### Data listing
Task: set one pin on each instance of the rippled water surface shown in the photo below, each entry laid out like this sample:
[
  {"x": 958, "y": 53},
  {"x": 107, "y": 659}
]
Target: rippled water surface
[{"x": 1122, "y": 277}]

### WORK TO COMPLETE
Print all of the entries again, exactly as written.

### REPLY
Task: set one pin on each instance of the rippled water surface shown in the photo below, each entry laid out like this sample:
[
  {"x": 958, "y": 53},
  {"x": 107, "y": 659}
]
Target: rippled water surface
[{"x": 1122, "y": 277}]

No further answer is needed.